> PASSAGE TO READ
━━━
Australian clothing manufacturer

Pelaco was an Australian clothing manufacturer based in Melbourne. Pelaco is best known for its men's shirts. The Pelaco sign over its former factory in Richmond is a Heritage Victoria listed landmark.

==Foundation==
The Pelaco brand was founded in the 1910s by James Kerr Pearson (born 31 July 1881 in Glasgow, Scotland — died 2 October 1950 in Richmond, Victoria) and James Lindsay Gordon Law (born 21 January 1881 in Ballarat, Victoria — died 18 February 1963, Fitzroy, Victoria). The company name came from the first two letters of its owners' surnames.

==Products==
From its inception, Pelaco's main product has been men's shirts.

==Industrial relations==
The Pelaco company under Lindsay Law has been described as innovative in its approach to industrial relations.
━━━
> RECORDED INFORMATION
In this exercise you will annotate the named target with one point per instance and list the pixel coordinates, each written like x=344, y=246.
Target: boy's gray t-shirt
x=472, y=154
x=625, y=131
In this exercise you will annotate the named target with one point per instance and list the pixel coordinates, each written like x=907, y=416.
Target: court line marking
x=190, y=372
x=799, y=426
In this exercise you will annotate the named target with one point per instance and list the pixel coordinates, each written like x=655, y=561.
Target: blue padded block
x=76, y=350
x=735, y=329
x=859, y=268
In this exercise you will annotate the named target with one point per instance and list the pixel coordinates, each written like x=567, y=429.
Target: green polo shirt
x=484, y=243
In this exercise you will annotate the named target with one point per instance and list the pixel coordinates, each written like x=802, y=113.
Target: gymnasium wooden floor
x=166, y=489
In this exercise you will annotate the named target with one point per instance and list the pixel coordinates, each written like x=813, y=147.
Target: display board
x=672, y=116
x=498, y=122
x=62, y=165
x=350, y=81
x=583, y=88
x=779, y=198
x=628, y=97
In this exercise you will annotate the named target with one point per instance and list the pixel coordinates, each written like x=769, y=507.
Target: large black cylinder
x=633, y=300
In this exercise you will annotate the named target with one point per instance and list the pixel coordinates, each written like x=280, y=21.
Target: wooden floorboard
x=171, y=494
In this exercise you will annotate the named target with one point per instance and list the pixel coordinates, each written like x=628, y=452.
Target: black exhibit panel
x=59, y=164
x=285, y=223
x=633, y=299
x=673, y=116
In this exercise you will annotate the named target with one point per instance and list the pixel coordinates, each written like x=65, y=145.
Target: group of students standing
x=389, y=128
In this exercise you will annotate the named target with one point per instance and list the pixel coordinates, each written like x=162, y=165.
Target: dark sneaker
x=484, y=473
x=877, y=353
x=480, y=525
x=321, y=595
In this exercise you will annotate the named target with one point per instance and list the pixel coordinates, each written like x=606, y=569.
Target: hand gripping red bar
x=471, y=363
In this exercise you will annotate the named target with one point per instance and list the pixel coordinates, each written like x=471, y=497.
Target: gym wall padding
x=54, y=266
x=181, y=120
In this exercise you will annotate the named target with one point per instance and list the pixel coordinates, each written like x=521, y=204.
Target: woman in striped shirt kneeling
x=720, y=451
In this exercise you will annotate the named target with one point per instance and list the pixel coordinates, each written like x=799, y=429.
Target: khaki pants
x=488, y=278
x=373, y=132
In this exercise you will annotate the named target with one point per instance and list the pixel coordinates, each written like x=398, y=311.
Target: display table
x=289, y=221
━━━
> EXERCISES TO COMPLETE
a) Revise the stretch of the passage on Pelaco from "Pelaco was an" through "been men's shirts.", replacing "men's shirts" with "menswear".
b) Summarize the passage on Pelaco in two sentences.
The records come from a different source than the passage on Pelaco.

> RESPONSE LIST
a)
Pelaco was an Australian clothing manufacturer based in Melbourne. Pelaco is best known for its menswear. The Pelaco sign over its former factory in Richmond is a Heritage Victoria listed landmark.

==Foundation==
The Pelaco brand was founded in the 1910s by James Kerr Pearson (born 31 July 1881 in Glasgow, Scotland — died 2 October 1950 in Richmond, Victoria) and James Lindsay Gordon Law (born 21 January 1881 in Ballarat, Victoria — died 18 February 1963, Fitzroy, Victoria). The company name came from the first two letters of its owners' surnames.

==Products==
From its inception, Pelaco's main product has been menswear.

b) Pelaco was an Australian clothing manufacturer based in Melbourne and best known for men's shirts, and the sign over its former factory in Richmond is a Heritage Victoria listed landmark. James Kerr Pearson and James Lindsay Gordon Law founded it in the 1910s and formed its name from the first two letters of their surnames, and under Law the company has been described as innovative in its approach to industrial relations.